■ PROVIDED RECORDS:
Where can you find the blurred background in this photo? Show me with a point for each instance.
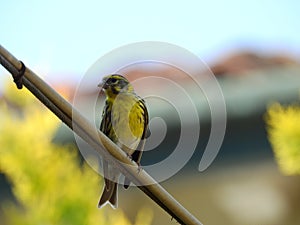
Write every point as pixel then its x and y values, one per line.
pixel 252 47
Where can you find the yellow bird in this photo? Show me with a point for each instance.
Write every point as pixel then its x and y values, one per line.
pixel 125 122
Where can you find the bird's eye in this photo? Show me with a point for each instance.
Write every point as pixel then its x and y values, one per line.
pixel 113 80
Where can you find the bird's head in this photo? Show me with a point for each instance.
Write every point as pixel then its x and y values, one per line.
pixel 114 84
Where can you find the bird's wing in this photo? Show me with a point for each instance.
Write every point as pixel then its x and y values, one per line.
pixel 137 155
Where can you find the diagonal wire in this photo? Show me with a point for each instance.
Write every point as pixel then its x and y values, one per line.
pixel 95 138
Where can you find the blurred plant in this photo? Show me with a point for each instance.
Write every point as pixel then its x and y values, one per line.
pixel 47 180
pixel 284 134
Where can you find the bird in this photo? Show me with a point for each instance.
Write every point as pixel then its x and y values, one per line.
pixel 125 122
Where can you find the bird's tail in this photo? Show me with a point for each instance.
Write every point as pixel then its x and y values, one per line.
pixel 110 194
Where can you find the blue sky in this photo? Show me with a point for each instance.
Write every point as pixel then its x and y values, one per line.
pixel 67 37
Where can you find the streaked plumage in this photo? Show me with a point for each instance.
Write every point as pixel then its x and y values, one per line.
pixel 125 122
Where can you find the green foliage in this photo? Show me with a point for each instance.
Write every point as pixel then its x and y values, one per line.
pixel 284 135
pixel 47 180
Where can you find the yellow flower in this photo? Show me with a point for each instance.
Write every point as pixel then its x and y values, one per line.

■ EXERCISE PROMPT: Output each record above word for word, leaving out images.

■ ANSWER TO THE EXERCISE:
Where can you find the blurred background in this photo? Show me with a point for each instance.
Write every point as pixel then its x and y values, one per line.
pixel 252 47
Where can you find the yellow bird in this photo? Show me with a point for each instance.
Write every point as pixel then its x and y values, one per line.
pixel 125 122
Where can you find the bird's eye in this photo? Show me with a point for each instance.
Write every point as pixel then its x and y values, one per line.
pixel 113 80
Where can you find the bird's head in this photo? Show me with a point for each instance.
Write every point as pixel then its x and y values, one per line.
pixel 114 84
Where can you find the bird's wing in this photo? Show me with a point for each instance.
Write every point as pixel then its x and y values, one per line.
pixel 137 155
Where can you find the diagonal wire in this photo? Show me with a point for each instance.
Write every point as pixel then its x and y values, one per line.
pixel 95 138
Where can you find the blurred plant in this photo? Show me with a point for each instance.
Write every point as pixel then its x and y values, one per line.
pixel 47 180
pixel 284 134
Where can you find the bird in this photo? Show me with a point for each instance.
Write every point as pixel then its x and y values, one per line.
pixel 125 122
Where can you find the bird's tail in this photo? Show me with a point for each instance.
Write every point as pixel then its x and y values, one per line.
pixel 110 194
Where can you find the blue sky in this photo? Show me with a point for each instance.
Write every point as pixel then its x and y values, one per line.
pixel 67 37
Where can you find the streaked plumage in this photo? Show me with a point for each instance.
Write every point as pixel then its x and y values, one per line.
pixel 125 122
Where can you find the green foliage in this photo? Show me with a point for each instance.
Write every point as pixel then its x and y values, one per line.
pixel 284 135
pixel 47 180
Where can you find the yellow flower in this photo? Show me with a point for each instance.
Write every point as pixel then its x and y values, one per line.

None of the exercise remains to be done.